--- start MATERIAL TO PROCESS ---
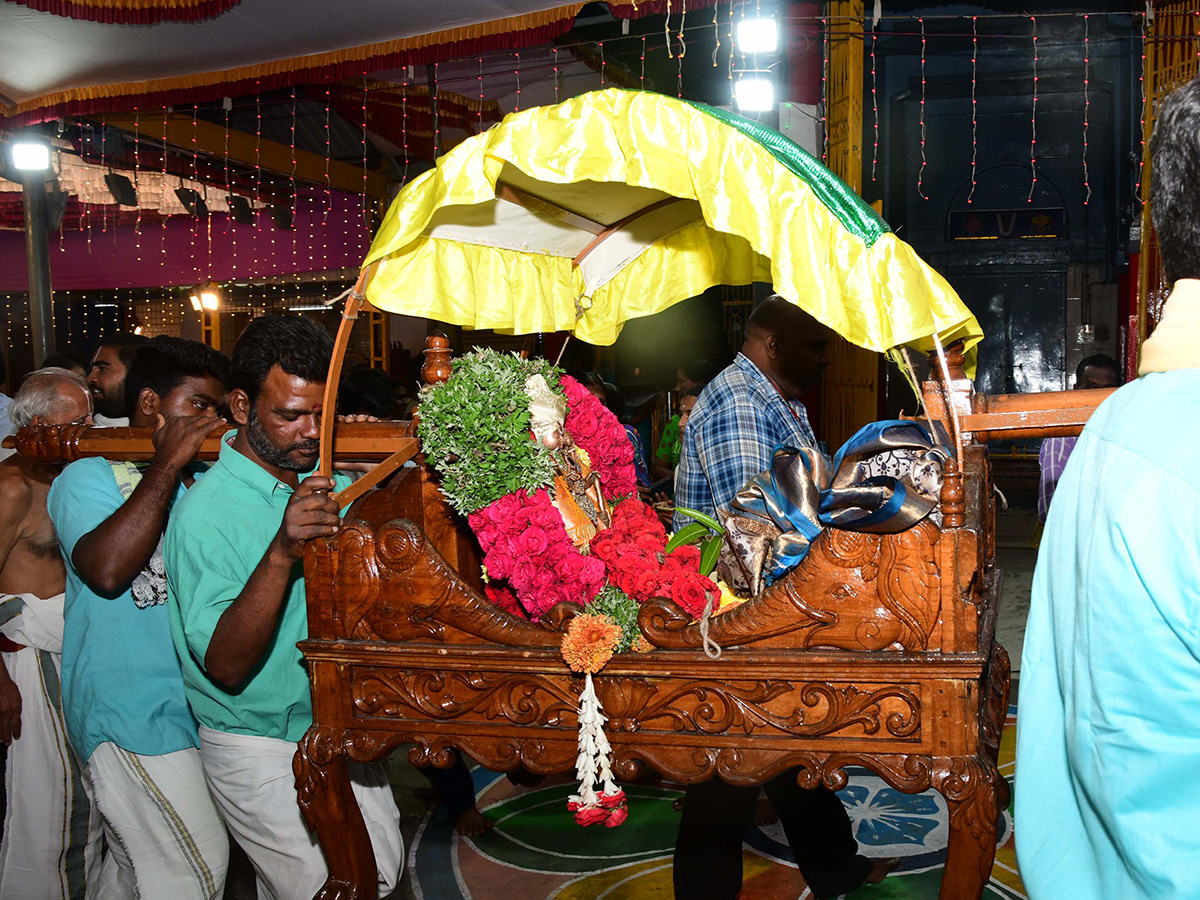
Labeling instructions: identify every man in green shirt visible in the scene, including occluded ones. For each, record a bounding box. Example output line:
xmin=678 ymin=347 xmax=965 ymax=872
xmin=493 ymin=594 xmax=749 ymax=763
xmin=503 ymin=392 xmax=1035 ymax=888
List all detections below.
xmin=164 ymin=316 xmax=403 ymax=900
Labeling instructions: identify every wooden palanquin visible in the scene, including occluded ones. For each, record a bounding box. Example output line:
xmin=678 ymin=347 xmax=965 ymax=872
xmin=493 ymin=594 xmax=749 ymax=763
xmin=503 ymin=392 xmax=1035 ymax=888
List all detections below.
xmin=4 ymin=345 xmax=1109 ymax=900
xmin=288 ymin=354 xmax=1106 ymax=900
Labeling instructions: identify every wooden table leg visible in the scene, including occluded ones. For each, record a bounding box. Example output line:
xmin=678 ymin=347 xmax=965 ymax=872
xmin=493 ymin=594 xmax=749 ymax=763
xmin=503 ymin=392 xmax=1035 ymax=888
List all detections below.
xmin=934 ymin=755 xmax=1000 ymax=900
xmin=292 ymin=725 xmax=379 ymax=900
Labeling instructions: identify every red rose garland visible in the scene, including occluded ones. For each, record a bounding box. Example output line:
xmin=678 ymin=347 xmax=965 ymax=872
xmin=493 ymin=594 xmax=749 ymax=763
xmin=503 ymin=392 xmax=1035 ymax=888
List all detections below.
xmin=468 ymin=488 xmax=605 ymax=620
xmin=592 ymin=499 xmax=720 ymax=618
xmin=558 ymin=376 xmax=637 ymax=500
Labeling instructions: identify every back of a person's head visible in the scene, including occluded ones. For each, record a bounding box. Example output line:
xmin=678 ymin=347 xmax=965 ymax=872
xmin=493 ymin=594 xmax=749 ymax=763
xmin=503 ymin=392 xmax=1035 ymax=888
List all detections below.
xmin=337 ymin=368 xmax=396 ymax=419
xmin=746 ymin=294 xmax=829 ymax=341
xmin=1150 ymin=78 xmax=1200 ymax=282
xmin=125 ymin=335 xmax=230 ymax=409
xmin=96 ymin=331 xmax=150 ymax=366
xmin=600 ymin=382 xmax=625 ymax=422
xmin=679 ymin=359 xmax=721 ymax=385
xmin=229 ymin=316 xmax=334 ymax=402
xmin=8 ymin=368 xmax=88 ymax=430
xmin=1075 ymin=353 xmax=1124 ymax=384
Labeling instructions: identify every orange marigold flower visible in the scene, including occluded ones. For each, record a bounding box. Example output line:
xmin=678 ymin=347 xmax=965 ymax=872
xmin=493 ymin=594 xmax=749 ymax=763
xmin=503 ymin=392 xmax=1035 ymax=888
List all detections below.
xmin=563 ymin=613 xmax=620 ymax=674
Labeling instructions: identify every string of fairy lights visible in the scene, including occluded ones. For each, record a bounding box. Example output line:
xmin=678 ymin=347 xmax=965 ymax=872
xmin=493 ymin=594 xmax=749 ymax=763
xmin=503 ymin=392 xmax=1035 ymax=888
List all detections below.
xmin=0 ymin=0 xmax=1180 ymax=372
--- end MATERIAL TO PROCESS ---
• **PROBLEM REQUIREMENTS**
Write out the records above line for line, without any change, and leave out the pictures.

• **ANSWER TO THE TASK**
Labeling instructions: identify every man in green shirt visible in the scene, including occluded ones. For each, record a bounding box. Example output line:
xmin=678 ymin=347 xmax=965 ymax=872
xmin=493 ymin=594 xmax=749 ymax=763
xmin=503 ymin=392 xmax=1035 ymax=888
List all detections below.
xmin=164 ymin=316 xmax=403 ymax=900
Labeling instructions: identify every wooden palanquin visible in the scene, including occluded ones. For each, record a bounding box. Example output line:
xmin=678 ymin=347 xmax=965 ymax=872
xmin=493 ymin=594 xmax=749 ymax=763
xmin=503 ymin=392 xmax=1035 ymax=888
List all detections below.
xmin=4 ymin=345 xmax=1109 ymax=900
xmin=288 ymin=354 xmax=1106 ymax=900
Labeling instructions: identify every wooden table leg visible in the scene, including occluded ones. For each, record a bounding box. Example output line:
xmin=678 ymin=347 xmax=965 ymax=872
xmin=493 ymin=594 xmax=749 ymax=763
xmin=503 ymin=392 xmax=1035 ymax=888
List all detections below.
xmin=934 ymin=755 xmax=1000 ymax=900
xmin=292 ymin=725 xmax=379 ymax=900
Labeling instructions: identify every red rose garland visible in the scene, including occluded ones. For each, record a bounding box. Example output line:
xmin=678 ymin=347 xmax=965 ymax=872
xmin=493 ymin=594 xmax=749 ymax=763
xmin=503 ymin=392 xmax=1035 ymax=888
List all detections below.
xmin=468 ymin=488 xmax=605 ymax=620
xmin=592 ymin=499 xmax=720 ymax=618
xmin=558 ymin=376 xmax=637 ymax=500
Labeling instructions: identify every back of a person's head visible in the scene, including occluded ones. For each, record a bounding box. Example output line:
xmin=678 ymin=347 xmax=965 ymax=872
xmin=493 ymin=594 xmax=749 ymax=763
xmin=503 ymin=392 xmax=1035 ymax=888
List all detections below.
xmin=337 ymin=368 xmax=396 ymax=419
xmin=746 ymin=294 xmax=829 ymax=341
xmin=1150 ymin=78 xmax=1200 ymax=282
xmin=125 ymin=335 xmax=230 ymax=409
xmin=96 ymin=331 xmax=150 ymax=366
xmin=600 ymin=382 xmax=625 ymax=422
xmin=679 ymin=359 xmax=721 ymax=385
xmin=229 ymin=316 xmax=334 ymax=402
xmin=8 ymin=368 xmax=88 ymax=430
xmin=1075 ymin=353 xmax=1124 ymax=384
Labeling instructions: identify every orange marigold flower visible in the scene, including occluded ones. For each, record a bounding box. Example output line:
xmin=678 ymin=347 xmax=965 ymax=872
xmin=493 ymin=594 xmax=749 ymax=763
xmin=503 ymin=392 xmax=1035 ymax=888
List all detections below.
xmin=563 ymin=613 xmax=620 ymax=674
Labeling instructions: identify every string of fairy lights visible in the scene, including occluded ones. For each, record a bounding box. Example output line:
xmin=678 ymin=347 xmax=965 ymax=872
xmin=493 ymin=594 xmax=749 ymax=763
xmin=503 ymin=392 xmax=1035 ymax=888
List all detections below.
xmin=0 ymin=0 xmax=1180 ymax=372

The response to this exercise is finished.